======== Material for this task ========

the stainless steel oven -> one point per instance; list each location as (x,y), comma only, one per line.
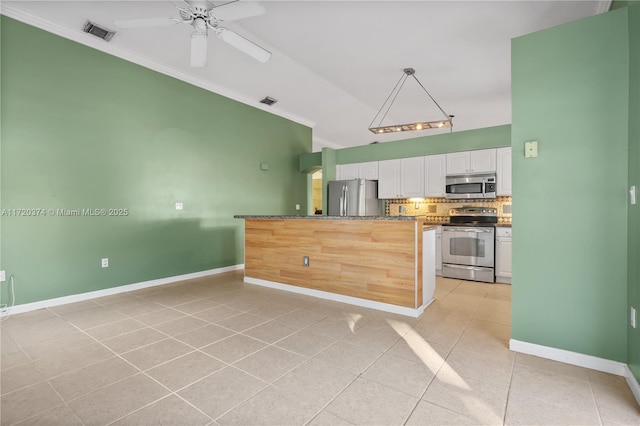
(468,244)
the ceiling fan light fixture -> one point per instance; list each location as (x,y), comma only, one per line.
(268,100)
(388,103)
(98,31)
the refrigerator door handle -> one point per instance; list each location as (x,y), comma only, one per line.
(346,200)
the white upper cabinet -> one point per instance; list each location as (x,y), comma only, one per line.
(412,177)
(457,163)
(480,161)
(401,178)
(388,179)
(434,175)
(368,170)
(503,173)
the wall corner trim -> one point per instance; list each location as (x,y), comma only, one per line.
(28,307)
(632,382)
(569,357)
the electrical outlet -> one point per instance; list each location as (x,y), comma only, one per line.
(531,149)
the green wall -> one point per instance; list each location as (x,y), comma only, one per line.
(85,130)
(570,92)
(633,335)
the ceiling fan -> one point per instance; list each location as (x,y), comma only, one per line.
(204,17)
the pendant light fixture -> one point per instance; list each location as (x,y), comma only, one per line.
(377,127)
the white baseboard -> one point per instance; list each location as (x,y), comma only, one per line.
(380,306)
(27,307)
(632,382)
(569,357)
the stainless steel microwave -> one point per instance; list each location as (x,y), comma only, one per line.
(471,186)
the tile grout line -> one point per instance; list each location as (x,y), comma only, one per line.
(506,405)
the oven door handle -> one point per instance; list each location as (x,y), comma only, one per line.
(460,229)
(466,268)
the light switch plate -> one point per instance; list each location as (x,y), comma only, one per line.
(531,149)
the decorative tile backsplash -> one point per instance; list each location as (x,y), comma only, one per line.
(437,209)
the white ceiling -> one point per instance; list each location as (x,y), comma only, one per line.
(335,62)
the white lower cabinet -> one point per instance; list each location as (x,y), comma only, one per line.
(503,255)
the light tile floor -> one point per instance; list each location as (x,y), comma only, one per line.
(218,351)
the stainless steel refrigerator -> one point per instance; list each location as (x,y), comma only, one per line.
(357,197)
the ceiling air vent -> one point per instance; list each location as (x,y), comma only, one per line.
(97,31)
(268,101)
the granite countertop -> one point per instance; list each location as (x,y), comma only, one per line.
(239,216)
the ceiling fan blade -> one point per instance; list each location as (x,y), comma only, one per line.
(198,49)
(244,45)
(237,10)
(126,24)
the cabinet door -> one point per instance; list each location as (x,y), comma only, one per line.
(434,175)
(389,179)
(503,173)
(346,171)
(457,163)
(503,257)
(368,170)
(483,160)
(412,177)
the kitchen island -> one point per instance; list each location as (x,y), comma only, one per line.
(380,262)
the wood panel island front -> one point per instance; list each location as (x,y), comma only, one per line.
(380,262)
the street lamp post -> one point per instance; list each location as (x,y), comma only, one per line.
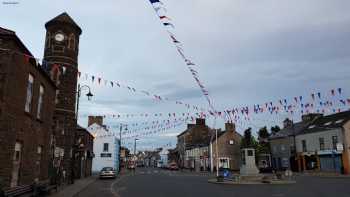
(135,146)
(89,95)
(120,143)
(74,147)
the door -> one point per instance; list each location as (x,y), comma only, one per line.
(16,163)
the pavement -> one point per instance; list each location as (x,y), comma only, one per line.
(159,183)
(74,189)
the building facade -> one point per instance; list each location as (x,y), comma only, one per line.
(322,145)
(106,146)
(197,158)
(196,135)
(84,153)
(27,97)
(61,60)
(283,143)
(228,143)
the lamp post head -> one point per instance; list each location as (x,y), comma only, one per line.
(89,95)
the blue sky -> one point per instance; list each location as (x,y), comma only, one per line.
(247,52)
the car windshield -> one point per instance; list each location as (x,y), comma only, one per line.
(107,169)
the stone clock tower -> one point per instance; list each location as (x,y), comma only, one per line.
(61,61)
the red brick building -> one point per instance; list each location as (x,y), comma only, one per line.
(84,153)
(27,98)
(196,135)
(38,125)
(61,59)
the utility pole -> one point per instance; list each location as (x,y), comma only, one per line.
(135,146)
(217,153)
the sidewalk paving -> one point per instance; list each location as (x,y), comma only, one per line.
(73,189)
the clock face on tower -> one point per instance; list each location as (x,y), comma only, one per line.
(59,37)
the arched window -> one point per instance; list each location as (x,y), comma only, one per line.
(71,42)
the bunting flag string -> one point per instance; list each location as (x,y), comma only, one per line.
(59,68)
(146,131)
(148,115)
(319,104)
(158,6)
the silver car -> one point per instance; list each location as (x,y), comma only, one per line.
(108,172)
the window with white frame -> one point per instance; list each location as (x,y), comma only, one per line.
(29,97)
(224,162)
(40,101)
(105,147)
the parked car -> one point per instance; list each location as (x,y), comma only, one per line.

========

== Problem to work on ==
Extract exactly the lines between the line containing "the red brick" and the end of the data, including both.

== Full answer ==
the red brick building -> one point per instance; list each location as (x,y), comma only, one per line.
(84,153)
(27,98)
(196,135)
(38,125)
(61,59)
the utility pole -> one point per instance; list each location as (x,y), comma only, one per line.
(135,146)
(217,153)
the sidewalk paving -> one point per instance; list each location as (x,y), comma only, one per line.
(73,189)
the clock face on tower -> one point per instance; list each location as (x,y), comma only, one per line.
(59,37)
the arched window -> one point per instance; list each location as (x,y), comma only, one per line.
(71,42)
the bunting flag string -> one point per instance; list each location as (x,y), comma only, one per line.
(59,68)
(146,131)
(148,115)
(319,104)
(158,6)
the silver car -> one point per instance; list each location as (x,y), comma only, one per line.
(108,172)
the window with white frame -> one point per instance; list each location as (x,y), comma only, one per line.
(29,97)
(224,162)
(40,101)
(105,147)
the parked car -> one point per instance; list each location as (x,y), comma only, one per line.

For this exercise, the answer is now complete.